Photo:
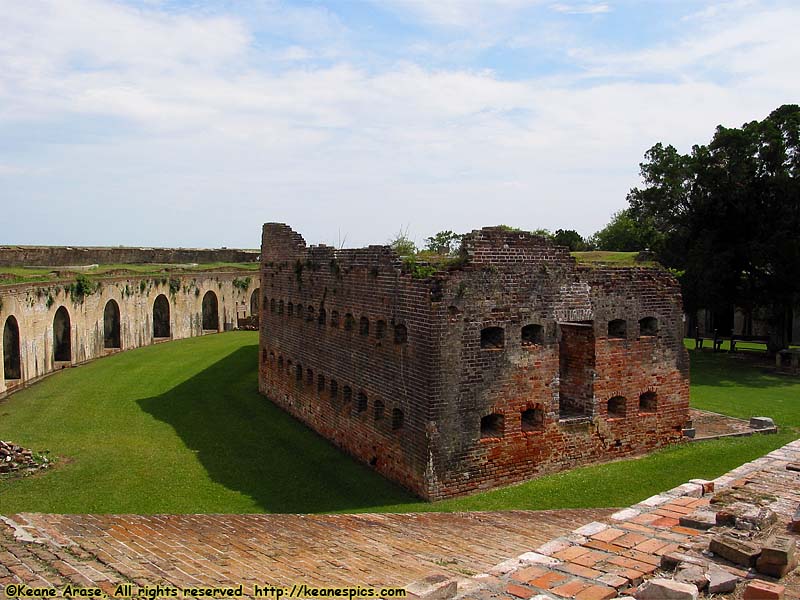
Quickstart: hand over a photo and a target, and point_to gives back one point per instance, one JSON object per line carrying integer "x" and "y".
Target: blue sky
{"x": 190, "y": 123}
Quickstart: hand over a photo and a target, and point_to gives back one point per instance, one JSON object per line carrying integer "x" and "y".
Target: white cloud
{"x": 207, "y": 129}
{"x": 585, "y": 8}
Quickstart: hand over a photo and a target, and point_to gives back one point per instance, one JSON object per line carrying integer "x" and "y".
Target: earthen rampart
{"x": 58, "y": 256}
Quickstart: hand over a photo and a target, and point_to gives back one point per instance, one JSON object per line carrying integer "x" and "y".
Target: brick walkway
{"x": 602, "y": 560}
{"x": 586, "y": 555}
{"x": 193, "y": 550}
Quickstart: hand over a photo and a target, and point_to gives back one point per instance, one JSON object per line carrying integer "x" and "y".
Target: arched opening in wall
{"x": 161, "y": 317}
{"x": 254, "y": 297}
{"x": 211, "y": 312}
{"x": 62, "y": 340}
{"x": 111, "y": 326}
{"x": 361, "y": 402}
{"x": 532, "y": 335}
{"x": 12, "y": 363}
{"x": 492, "y": 338}
{"x": 616, "y": 407}
{"x": 648, "y": 402}
{"x": 492, "y": 426}
{"x": 618, "y": 328}
{"x": 532, "y": 419}
{"x": 397, "y": 419}
{"x": 648, "y": 326}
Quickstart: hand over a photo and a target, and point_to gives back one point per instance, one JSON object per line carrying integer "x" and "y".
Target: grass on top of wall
{"x": 181, "y": 428}
{"x": 17, "y": 275}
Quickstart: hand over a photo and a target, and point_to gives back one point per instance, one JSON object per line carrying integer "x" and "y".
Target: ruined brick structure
{"x": 513, "y": 363}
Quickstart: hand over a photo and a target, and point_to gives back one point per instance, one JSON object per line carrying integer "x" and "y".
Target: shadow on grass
{"x": 721, "y": 369}
{"x": 249, "y": 445}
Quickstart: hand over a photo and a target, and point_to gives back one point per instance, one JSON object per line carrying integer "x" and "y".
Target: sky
{"x": 192, "y": 122}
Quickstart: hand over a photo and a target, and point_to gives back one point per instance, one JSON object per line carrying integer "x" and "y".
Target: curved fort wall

########

Set the pictures aside and reproduce the data above exactly.

Photo:
Quickstart: hand over a photo and a target, and point_to gives back one point per instance, one JSON object per line carrying integer "x" and "y".
Target: blue sky
{"x": 190, "y": 123}
Quickstart: hand over a photo and a target, and point_to gives back one point per instance, one JSON object per line carrying integer "x" and "y".
Target: white cloud
{"x": 207, "y": 129}
{"x": 585, "y": 8}
Quickstart: hand over a photo and a target, and point_to gives back one point per instance, one JSON object per line carrying integer "x" and "y".
Target: earthen rampart
{"x": 58, "y": 256}
Quickstart: hand over a photo and a target, and point_to gives back one point per instance, one JSON object per line carrying integer "x" and "y".
Target: brick walkway
{"x": 602, "y": 560}
{"x": 586, "y": 555}
{"x": 193, "y": 550}
Quickstart: hand over a photo and a target, and point_to gives back one point per instance, one JSON object per line carrying integer "x" and "y".
Target: arched opening in wall
{"x": 161, "y": 317}
{"x": 254, "y": 297}
{"x": 211, "y": 312}
{"x": 62, "y": 340}
{"x": 111, "y": 326}
{"x": 361, "y": 402}
{"x": 532, "y": 335}
{"x": 12, "y": 363}
{"x": 492, "y": 338}
{"x": 616, "y": 407}
{"x": 648, "y": 402}
{"x": 492, "y": 426}
{"x": 618, "y": 328}
{"x": 532, "y": 419}
{"x": 397, "y": 419}
{"x": 648, "y": 326}
Quickstart: hand over a photo and a target, and point_to gives back one point per instance, one JSON object per line carrying integer "x" and "y".
Target: grass on top of wall
{"x": 181, "y": 428}
{"x": 17, "y": 275}
Quickstart: hand over a photo and a target, and point_to gives back one point per instance, one JSON object per line carrying integer "x" and "y".
Target: ruined brick structure
{"x": 513, "y": 363}
Quickstart: hand over a photo and a target, and point_to gives back one point per instance, one JSON object per line carrying integer "x" and "y".
Target: shadow on grass
{"x": 721, "y": 369}
{"x": 249, "y": 445}
Quickstart: hand over a photo and a target, and point_to gives back one point per instance, one JSON object per line carrying integer "x" and "y".
Target: sky
{"x": 192, "y": 122}
Quickstart: hand over a photo and a target, and point_to gives back one point per instance, one JSON object per line carrying integer "x" and "y".
Target: curved fort wall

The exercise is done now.